▶ **TASK BRIEF**: Please write out every line of the records below as a numbered list, leaving out any blank lines.

▶ **GIVEN DATA**:
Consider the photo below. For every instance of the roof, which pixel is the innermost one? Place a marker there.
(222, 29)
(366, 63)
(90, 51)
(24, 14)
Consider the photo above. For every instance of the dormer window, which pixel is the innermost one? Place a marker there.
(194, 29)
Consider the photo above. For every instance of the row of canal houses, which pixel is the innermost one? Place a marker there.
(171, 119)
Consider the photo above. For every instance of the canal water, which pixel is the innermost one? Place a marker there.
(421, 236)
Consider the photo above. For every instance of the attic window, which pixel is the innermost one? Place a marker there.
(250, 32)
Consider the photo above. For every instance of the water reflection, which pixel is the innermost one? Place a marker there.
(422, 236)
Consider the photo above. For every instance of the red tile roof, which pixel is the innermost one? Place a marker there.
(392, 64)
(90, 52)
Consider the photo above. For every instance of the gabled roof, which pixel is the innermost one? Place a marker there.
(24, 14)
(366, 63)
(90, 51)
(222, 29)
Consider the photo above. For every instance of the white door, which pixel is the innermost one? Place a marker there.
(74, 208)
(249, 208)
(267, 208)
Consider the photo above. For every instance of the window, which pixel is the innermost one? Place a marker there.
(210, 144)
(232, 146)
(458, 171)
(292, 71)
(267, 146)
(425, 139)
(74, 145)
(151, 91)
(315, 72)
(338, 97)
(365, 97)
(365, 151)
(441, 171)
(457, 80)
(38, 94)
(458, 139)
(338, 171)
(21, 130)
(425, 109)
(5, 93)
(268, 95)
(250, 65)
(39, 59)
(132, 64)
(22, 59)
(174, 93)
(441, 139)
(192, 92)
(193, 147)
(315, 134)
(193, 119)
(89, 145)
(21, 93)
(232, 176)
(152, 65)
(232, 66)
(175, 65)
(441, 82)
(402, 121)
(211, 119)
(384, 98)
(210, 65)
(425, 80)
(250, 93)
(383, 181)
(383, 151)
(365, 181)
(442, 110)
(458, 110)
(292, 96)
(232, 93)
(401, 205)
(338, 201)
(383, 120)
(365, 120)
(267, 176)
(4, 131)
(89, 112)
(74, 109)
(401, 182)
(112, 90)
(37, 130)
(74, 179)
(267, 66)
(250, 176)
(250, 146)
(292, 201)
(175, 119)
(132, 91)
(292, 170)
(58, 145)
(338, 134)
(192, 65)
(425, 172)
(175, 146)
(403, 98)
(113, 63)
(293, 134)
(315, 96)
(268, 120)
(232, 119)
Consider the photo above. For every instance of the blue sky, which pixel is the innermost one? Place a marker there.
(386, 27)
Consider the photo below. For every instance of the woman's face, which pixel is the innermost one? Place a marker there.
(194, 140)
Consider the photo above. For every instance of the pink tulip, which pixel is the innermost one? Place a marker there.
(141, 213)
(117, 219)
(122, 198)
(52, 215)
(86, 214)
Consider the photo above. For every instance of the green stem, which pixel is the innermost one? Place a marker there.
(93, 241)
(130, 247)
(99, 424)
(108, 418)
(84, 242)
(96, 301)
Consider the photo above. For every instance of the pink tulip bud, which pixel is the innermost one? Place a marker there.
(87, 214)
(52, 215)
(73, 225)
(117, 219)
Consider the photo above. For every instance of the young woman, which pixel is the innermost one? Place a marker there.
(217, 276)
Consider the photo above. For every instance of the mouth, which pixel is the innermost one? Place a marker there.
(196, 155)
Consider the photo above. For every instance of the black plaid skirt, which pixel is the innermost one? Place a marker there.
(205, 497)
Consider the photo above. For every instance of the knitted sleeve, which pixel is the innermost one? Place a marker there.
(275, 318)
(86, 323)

▶ **COMPLETED EXERCISE**:
1. Consider the photo below. For every instance of the roof, which pixel is the innermost one? Place a marker there.
2. (222, 29)
3. (366, 63)
4. (90, 51)
5. (24, 14)
6. Consider the photo above. For every instance of the dormer window, which pixel is the innermost one? Place a marker there.
7. (194, 29)
8. Consider the photo above. For every instance of the row of canal houses, which pixel is the innermost one? Place a marker there.
9. (171, 119)
10. Consider the photo above. For every instance of the canal water, which pixel is the innermost one? Place a marker there.
11. (421, 236)
12. Consider the photo above. For every instance of the attic window, which pixel is the innermost one? Place a marker there.
13. (250, 32)
14. Consider the photo above. For every instance of the water reflection, which pixel is the innermost one? Place a marker there.
15. (422, 236)
16. Consider the photo above. For every instance of the red tile roof, which pixel is the innermost one? Place a marker there.
17. (392, 64)
18. (90, 52)
19. Consider the photo above. For every instance of the gabled roof, which pixel is the innermost one? Place a marker there.
20. (24, 14)
21. (366, 63)
22. (90, 51)
23. (222, 29)
24. Consider the photo above. For every instance of the white door, which pixel is the innermost one? Place a marker there.
25. (74, 208)
26. (249, 208)
27. (267, 208)
28. Consider the photo above. For every instance of the window, which pixel is the innermost one? Place a marker there.
29. (210, 144)
30. (232, 146)
31. (458, 171)
32. (292, 71)
33. (267, 146)
34. (425, 139)
35. (74, 145)
36. (151, 91)
37. (315, 72)
38. (338, 97)
39. (365, 97)
40. (365, 151)
41. (441, 171)
42. (457, 80)
43. (38, 94)
44. (458, 139)
45. (338, 171)
46. (21, 130)
47. (425, 109)
48. (5, 93)
49. (268, 95)
50. (250, 65)
51. (39, 59)
52. (132, 64)
53. (22, 59)
54. (174, 93)
55. (441, 139)
56. (192, 92)
57. (193, 147)
58. (315, 134)
59. (193, 119)
60. (89, 145)
61. (21, 93)
62. (232, 176)
63. (152, 65)
64. (232, 66)
65. (175, 65)
66. (441, 82)
67. (402, 121)
68. (211, 119)
69. (384, 98)
70. (210, 65)
71. (425, 80)
72. (250, 93)
73. (383, 181)
74. (383, 151)
75. (365, 181)
76. (442, 110)
77. (458, 110)
78. (292, 96)
79. (232, 93)
80. (401, 205)
81. (338, 201)
82. (383, 120)
83. (365, 120)
84. (267, 176)
85. (4, 131)
86. (89, 112)
87. (74, 109)
88. (401, 182)
89. (112, 90)
90. (37, 130)
91. (74, 179)
92. (267, 66)
93. (250, 176)
94. (250, 146)
95. (292, 201)
96. (175, 119)
97. (132, 91)
98. (292, 170)
99. (58, 145)
100. (338, 134)
101. (192, 65)
102. (425, 172)
103. (175, 146)
104. (403, 98)
105. (113, 63)
106. (293, 134)
107. (315, 96)
108. (268, 120)
109. (232, 119)
110. Consider the photo above. For every instance of the blue sky, which pixel is the innermost one? Place a marker there.
111. (386, 27)
112. Consider the photo below. For every instance of the woman's face, which pixel is the innermost one? Place a marker there.
113. (194, 140)
114. Consider the photo above. For every instance of the pink tulip, which pixel is the innermost one? Place a marker there.
115. (141, 213)
116. (117, 219)
117. (122, 198)
118. (52, 215)
119. (86, 214)
120. Consider the photo above. For every instance of the green stem, which pixel is the innermost one? Place a marker there.
121. (93, 241)
122. (130, 247)
123. (99, 424)
124. (108, 418)
125. (84, 242)
126. (96, 301)
127. Consider the photo above. For every instance of the pink tulip bud, which pixel is the innermost one? Place a marker there.
128. (87, 214)
129. (52, 215)
130. (73, 225)
131. (117, 219)
132. Consider the photo above. For every instance of the young woman, which pixel is the innermost one? Place a marker there.
133. (217, 276)
134. Consider the photo above. For every instance of the mouth, which pixel is the innermost one? Place a marker there.
135. (196, 155)
136. Consider the photo above. For every instance of the black plaid skirt, which pixel is the innermost one? Place a marker there.
137. (205, 497)
138. Consider the photo above. For every instance of the knitted sleeve, which pixel is the innermost one? Place a marker there.
139. (275, 318)
140. (86, 323)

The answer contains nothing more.